- What you need to do
Turn the listing below into a numbered list with one item per line, dropping blank lines and leaving out the pictures.

- Material shown
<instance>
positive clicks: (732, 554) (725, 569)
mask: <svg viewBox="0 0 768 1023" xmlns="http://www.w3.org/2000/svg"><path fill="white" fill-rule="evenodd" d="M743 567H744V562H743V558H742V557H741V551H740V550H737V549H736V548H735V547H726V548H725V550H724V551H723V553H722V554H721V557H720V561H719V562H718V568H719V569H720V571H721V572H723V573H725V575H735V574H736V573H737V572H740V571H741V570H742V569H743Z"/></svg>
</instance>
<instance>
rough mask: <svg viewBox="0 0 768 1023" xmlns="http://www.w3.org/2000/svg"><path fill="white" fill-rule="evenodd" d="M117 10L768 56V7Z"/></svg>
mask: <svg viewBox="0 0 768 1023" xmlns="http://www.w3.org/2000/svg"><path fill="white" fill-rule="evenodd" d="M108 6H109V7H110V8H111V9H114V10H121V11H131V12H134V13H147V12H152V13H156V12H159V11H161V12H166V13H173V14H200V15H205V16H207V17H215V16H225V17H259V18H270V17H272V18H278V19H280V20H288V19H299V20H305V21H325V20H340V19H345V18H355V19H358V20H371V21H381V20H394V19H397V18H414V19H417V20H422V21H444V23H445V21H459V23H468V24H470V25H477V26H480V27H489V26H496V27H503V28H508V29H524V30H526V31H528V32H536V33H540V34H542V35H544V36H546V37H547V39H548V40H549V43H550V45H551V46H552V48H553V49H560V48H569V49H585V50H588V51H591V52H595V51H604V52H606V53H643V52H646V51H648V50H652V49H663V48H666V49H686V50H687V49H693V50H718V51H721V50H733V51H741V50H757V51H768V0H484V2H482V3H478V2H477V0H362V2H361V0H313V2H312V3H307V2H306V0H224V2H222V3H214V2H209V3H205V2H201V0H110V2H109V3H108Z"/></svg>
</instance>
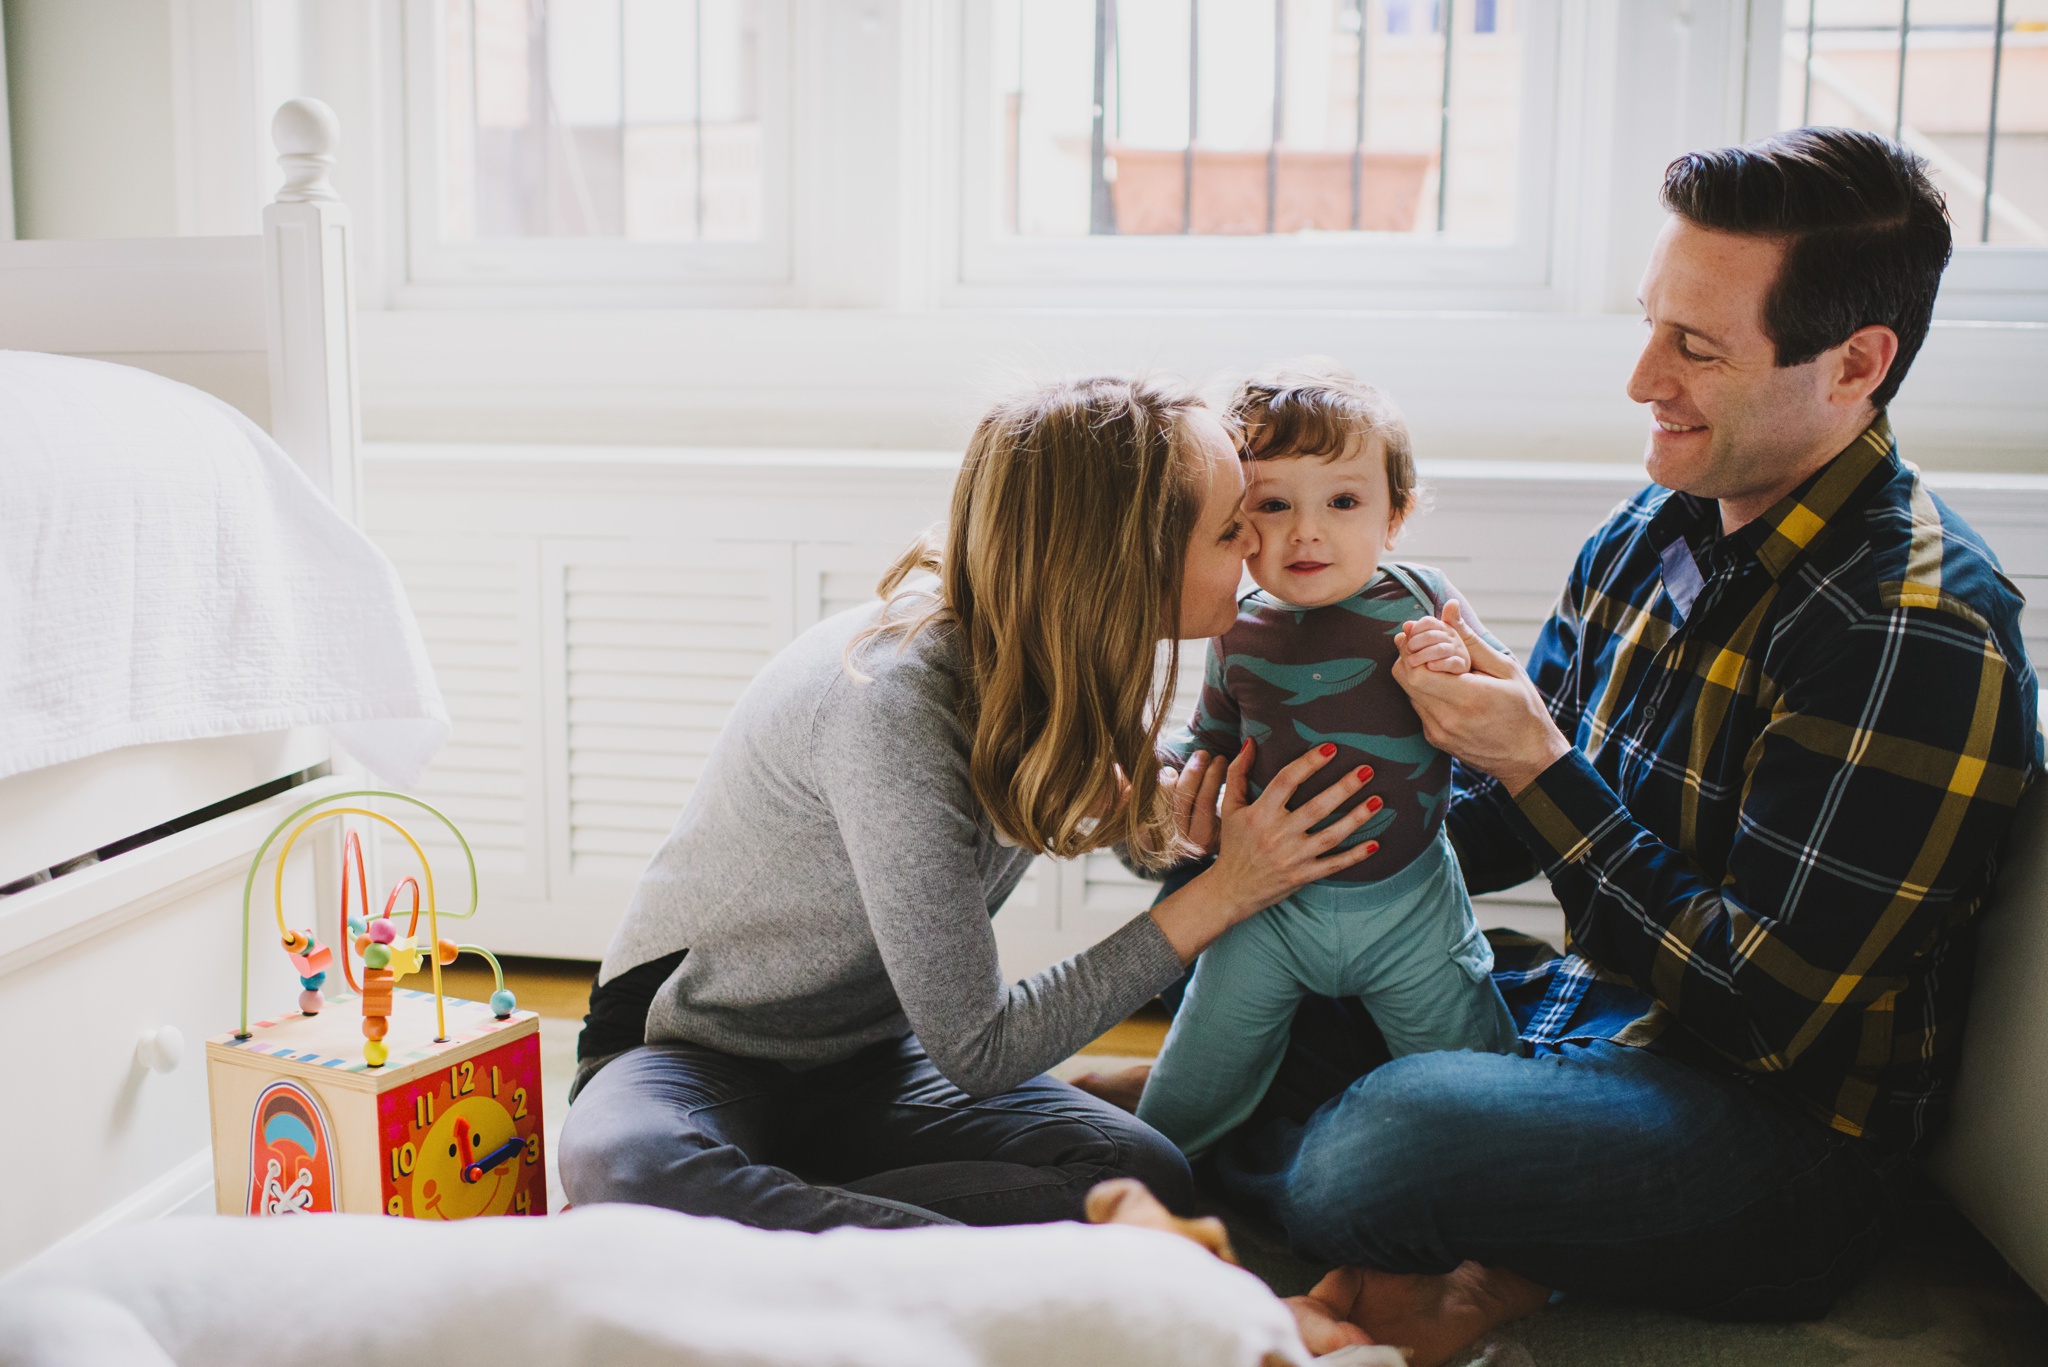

- Your response
1. <instance>
2. positive clicks: (732, 554) (725, 569)
3. mask: <svg viewBox="0 0 768 1023" xmlns="http://www.w3.org/2000/svg"><path fill="white" fill-rule="evenodd" d="M743 567H744V562H743V558H742V557H741V551H740V550H737V549H736V548H735V547H726V548H725V550H724V551H723V553H722V554H721V557H720V561H719V562H718V568H719V569H720V571H721V572H723V573H725V575H735V574H736V573H737V572H740V571H741V570H742V569H743Z"/></svg>
4. </instance>
5. <instance>
6. rough mask: <svg viewBox="0 0 768 1023" xmlns="http://www.w3.org/2000/svg"><path fill="white" fill-rule="evenodd" d="M117 10L768 56V7Z"/></svg>
7. mask: <svg viewBox="0 0 768 1023" xmlns="http://www.w3.org/2000/svg"><path fill="white" fill-rule="evenodd" d="M108 6H109V7H110V8H111V9H114V10H121V11H131V12H134V13H147V12H152V13H156V12H159V11H161V12H166V13H173V14H200V15H205V16H207V17H215V16H225V17H259V18H270V17H272V18H278V19H280V20H288V19H299V20H305V21H325V20H340V19H345V18H355V19H358V20H371V21H381V20H394V19H397V18H414V19H417V20H422V21H444V23H445V21H459V23H468V24H470V25H477V26H480V27H489V26H496V27H503V28H508V29H524V30H526V31H528V32H536V33H540V34H542V35H544V36H546V37H547V39H548V40H549V43H550V45H551V46H552V48H553V49H560V48H569V49H585V50H588V51H591V52H595V51H604V52H606V53H643V52H646V51H648V50H652V49H663V48H666V49H686V50H687V49H693V50H718V51H721V50H733V51H741V50H757V51H768V0H484V2H482V3H478V2H477V0H362V2H361V0H313V2H312V3H307V2H306V0H224V2H222V3H214V2H209V3H205V2H201V0H110V2H109V3H108Z"/></svg>
8. </instance>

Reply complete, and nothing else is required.